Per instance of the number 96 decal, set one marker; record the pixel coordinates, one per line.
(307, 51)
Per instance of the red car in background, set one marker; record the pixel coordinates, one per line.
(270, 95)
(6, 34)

__________

ACTIVITY — Output each line of the material above with no deviation.

WRITTEN SOLUTION —
Per instance of the number 96 decal, set one marker; record the pixel coordinates, one per line.
(307, 51)
Per instance of the red car in background, set one marker; record the pixel coordinates, one per line.
(270, 95)
(6, 34)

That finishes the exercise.